===== DATA FOR PROCESSING =====
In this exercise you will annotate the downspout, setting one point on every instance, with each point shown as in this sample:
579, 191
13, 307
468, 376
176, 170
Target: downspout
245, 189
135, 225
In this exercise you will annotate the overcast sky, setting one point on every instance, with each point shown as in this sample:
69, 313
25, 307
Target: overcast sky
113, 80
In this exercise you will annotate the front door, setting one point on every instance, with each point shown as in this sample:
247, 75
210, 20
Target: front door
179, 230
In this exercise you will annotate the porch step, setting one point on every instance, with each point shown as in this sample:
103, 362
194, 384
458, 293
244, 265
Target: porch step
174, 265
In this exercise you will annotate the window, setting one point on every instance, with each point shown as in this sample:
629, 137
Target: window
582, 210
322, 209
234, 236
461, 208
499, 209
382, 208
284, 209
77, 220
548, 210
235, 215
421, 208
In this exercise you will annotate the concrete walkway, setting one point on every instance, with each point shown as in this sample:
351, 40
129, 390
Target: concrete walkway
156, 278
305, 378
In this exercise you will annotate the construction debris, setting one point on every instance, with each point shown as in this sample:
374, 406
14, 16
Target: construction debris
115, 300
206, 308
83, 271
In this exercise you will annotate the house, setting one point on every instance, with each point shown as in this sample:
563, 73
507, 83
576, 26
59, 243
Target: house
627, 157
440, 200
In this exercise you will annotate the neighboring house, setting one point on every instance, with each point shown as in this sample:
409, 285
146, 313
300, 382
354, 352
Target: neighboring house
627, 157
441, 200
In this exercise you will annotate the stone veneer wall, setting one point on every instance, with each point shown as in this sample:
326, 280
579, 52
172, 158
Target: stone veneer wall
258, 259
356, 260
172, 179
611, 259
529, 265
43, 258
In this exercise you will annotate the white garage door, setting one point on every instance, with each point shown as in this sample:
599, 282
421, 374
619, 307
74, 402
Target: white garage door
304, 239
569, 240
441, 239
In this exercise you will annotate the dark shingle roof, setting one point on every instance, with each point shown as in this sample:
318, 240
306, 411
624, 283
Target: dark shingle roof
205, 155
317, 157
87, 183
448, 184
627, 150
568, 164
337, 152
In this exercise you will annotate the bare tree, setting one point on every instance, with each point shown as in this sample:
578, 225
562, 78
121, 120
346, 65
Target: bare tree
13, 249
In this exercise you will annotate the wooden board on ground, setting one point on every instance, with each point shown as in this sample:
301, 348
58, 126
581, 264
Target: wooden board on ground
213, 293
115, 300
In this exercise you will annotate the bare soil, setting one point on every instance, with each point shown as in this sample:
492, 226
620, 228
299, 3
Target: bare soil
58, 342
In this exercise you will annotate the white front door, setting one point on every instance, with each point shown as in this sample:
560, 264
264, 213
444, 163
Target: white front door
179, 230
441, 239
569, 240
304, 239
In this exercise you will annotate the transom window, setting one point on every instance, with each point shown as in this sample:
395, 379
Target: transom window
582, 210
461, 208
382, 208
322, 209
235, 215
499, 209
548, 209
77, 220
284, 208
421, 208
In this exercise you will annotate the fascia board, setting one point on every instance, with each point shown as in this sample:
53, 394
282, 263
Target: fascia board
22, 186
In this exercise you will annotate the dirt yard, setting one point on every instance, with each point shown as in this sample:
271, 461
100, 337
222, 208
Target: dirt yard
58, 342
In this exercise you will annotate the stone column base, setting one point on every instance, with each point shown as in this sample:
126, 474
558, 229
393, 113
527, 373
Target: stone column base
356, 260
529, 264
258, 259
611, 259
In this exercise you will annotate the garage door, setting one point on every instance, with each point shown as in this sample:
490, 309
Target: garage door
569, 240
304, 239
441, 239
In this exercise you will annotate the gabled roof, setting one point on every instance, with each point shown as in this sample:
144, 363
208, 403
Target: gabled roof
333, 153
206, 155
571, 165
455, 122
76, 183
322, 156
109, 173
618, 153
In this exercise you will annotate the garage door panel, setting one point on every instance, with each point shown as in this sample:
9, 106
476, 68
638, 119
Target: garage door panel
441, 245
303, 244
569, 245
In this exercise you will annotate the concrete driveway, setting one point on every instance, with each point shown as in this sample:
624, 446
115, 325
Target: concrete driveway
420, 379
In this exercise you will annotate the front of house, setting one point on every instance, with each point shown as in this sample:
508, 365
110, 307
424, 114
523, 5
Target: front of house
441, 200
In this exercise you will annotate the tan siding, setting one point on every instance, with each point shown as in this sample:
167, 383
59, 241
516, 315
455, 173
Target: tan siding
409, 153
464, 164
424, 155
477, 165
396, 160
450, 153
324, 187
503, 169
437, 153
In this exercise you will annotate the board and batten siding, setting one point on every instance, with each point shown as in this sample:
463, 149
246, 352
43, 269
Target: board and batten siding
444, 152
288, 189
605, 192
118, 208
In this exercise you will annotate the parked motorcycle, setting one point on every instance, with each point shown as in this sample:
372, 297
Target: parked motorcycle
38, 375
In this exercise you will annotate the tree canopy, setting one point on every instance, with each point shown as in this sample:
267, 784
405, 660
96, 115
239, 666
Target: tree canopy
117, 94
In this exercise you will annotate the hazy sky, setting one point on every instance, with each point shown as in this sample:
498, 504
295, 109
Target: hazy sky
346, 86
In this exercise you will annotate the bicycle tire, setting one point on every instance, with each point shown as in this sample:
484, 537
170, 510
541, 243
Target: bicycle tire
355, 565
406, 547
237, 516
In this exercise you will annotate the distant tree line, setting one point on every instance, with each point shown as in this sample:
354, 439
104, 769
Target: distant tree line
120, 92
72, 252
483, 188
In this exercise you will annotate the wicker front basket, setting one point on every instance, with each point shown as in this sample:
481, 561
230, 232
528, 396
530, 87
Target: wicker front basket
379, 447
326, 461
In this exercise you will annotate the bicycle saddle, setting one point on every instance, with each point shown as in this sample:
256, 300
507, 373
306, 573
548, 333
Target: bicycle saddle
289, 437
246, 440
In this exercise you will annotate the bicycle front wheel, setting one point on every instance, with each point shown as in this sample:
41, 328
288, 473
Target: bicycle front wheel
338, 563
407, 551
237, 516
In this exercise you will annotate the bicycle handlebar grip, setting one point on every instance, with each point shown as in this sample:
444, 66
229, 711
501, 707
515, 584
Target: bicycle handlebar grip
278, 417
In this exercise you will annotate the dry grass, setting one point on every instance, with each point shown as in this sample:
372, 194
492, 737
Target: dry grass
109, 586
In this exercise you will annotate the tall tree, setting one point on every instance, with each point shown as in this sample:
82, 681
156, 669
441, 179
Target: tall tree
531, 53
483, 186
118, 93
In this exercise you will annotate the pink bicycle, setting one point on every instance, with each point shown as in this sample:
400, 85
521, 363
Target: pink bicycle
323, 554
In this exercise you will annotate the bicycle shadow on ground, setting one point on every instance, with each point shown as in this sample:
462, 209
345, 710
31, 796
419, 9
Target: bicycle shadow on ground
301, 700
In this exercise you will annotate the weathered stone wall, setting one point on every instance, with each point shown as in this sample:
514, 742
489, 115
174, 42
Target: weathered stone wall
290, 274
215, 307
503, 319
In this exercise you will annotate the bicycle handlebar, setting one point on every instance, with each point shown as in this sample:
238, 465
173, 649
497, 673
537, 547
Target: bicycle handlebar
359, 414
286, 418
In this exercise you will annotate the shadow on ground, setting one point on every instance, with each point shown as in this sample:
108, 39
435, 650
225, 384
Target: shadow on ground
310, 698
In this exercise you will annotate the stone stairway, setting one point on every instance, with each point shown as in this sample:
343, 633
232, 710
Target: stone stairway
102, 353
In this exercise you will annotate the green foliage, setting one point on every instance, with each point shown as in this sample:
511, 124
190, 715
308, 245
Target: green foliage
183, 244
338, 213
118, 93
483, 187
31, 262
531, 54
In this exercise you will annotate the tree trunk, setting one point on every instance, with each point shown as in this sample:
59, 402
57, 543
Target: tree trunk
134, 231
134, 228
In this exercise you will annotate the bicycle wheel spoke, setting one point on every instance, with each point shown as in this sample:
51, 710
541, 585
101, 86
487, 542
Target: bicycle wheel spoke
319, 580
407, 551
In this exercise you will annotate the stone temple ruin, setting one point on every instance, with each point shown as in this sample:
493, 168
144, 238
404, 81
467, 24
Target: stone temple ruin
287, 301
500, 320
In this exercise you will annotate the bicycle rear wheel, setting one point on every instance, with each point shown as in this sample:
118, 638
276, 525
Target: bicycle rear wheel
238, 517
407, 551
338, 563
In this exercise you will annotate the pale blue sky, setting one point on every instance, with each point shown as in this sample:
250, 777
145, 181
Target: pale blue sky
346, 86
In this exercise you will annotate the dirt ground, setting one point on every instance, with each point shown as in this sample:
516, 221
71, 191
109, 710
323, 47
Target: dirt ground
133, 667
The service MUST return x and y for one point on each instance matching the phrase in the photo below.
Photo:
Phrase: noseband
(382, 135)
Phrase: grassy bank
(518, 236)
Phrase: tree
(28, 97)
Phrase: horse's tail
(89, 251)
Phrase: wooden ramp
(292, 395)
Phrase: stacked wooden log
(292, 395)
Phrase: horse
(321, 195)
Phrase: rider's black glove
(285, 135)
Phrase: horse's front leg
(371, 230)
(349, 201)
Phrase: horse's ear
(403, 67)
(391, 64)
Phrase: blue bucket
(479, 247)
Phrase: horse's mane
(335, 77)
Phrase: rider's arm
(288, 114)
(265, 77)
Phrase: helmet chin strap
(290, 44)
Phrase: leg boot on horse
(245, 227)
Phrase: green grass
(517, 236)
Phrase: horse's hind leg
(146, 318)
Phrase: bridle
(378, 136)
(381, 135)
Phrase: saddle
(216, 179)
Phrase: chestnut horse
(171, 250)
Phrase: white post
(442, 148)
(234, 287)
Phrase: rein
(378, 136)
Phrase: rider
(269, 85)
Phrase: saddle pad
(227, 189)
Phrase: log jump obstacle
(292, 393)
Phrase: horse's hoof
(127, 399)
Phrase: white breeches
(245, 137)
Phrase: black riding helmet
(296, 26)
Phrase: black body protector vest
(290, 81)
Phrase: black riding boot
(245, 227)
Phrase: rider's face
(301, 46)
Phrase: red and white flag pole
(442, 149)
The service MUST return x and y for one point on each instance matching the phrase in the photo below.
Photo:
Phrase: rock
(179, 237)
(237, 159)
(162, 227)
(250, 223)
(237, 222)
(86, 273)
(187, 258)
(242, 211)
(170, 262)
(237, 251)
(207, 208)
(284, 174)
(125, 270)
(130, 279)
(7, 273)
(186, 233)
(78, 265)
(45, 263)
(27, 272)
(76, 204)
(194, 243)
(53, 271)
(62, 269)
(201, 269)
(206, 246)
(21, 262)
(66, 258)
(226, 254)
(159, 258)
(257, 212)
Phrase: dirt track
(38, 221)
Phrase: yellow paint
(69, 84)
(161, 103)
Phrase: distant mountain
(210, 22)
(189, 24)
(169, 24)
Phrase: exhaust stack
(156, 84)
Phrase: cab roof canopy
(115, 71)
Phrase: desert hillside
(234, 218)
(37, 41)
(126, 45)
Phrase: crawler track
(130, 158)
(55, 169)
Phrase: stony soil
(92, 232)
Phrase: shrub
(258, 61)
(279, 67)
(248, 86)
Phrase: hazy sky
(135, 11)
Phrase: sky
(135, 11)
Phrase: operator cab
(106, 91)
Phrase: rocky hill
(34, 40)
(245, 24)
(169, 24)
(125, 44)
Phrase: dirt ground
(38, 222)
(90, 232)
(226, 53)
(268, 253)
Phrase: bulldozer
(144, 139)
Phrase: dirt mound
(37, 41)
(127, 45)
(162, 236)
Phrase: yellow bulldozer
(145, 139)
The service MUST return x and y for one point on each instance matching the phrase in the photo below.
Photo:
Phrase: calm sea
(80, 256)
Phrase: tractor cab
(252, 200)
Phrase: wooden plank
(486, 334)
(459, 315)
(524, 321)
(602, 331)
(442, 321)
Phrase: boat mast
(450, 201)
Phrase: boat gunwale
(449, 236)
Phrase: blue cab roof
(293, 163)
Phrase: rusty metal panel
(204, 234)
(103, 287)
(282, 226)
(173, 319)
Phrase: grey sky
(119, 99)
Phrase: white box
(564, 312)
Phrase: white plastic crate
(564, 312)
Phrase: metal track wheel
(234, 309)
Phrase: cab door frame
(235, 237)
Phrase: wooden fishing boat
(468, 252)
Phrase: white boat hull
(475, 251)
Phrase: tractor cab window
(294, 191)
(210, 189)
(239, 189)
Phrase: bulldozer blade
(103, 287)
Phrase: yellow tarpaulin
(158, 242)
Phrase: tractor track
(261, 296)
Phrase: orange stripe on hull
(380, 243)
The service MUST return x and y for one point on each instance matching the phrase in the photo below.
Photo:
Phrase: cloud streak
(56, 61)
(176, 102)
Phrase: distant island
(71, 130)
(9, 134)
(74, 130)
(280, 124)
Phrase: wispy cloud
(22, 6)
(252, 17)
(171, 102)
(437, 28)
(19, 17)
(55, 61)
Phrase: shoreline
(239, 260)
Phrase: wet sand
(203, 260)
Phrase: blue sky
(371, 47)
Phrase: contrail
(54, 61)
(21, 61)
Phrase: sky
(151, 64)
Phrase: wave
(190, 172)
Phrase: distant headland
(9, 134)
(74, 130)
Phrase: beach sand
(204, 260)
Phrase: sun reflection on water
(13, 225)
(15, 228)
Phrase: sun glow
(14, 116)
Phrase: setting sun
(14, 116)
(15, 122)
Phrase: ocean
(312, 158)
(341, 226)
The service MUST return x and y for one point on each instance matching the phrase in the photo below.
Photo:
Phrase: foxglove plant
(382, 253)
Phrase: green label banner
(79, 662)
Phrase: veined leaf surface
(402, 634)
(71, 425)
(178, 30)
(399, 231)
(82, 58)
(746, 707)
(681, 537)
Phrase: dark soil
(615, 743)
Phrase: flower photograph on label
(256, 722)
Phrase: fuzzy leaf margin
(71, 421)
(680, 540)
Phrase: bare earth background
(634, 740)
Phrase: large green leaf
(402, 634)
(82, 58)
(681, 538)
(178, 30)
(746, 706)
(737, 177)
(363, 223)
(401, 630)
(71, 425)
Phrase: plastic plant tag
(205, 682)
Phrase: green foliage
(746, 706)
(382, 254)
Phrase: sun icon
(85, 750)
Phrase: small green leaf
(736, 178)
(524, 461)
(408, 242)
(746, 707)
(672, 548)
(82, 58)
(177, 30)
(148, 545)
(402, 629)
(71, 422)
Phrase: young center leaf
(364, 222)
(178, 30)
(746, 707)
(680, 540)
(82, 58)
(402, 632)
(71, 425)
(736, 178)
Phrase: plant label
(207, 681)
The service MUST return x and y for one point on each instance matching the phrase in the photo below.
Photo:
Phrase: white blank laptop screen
=====
YOUR ASSIGNMENT -> Reproduce, exactly as they stand in the data above, the lines from the one that holds "Target: front of house" to the one that holds "In this exercise you will annotate the wicker", inclusive.

OUTPUT FOR THIS TASK ->
Target: front of house
441, 200
In this exercise you will annotate the tan siding, setting one point on every instance, with each point shown as in this sample:
167, 383
59, 241
516, 315
455, 173
Target: tan siding
409, 153
464, 164
424, 155
477, 165
396, 160
450, 153
324, 187
503, 169
437, 153
In this exercise you will annotate the board and batten siding, setting one point on every instance, with each point shown as in this sample:
463, 149
246, 352
43, 269
Target: board and batten siding
444, 152
288, 189
605, 192
118, 208
In this exercise you will annotate the parked motorcycle, setting one point on every instance, with each point shown as in this sample:
372, 297
Target: parked motorcycle
38, 375
In this exercise you will annotate the tree canopy, setting one point on every instance, with each point shown as in this sample:
267, 784
405, 660
96, 115
239, 666
Target: tree canopy
117, 94
In this exercise you will annotate the hazy sky, setting one point on every instance, with each point shown as in this sample:
498, 504
295, 109
Target: hazy sky
346, 86
In this exercise you will annotate the bicycle tire, setting one point on every instance, with each point shown as in this sample:
484, 537
170, 510
541, 243
Target: bicycle tire
355, 565
406, 547
237, 516
In this exercise you will annotate the distant tree line, setting one point on every instance, with each point shown as in this sample:
354, 439
104, 769
Target: distant tree line
120, 92
72, 252
483, 188
In this exercise you will annotate the wicker front basket, setting one point on every instance, with each point shown as in this sample:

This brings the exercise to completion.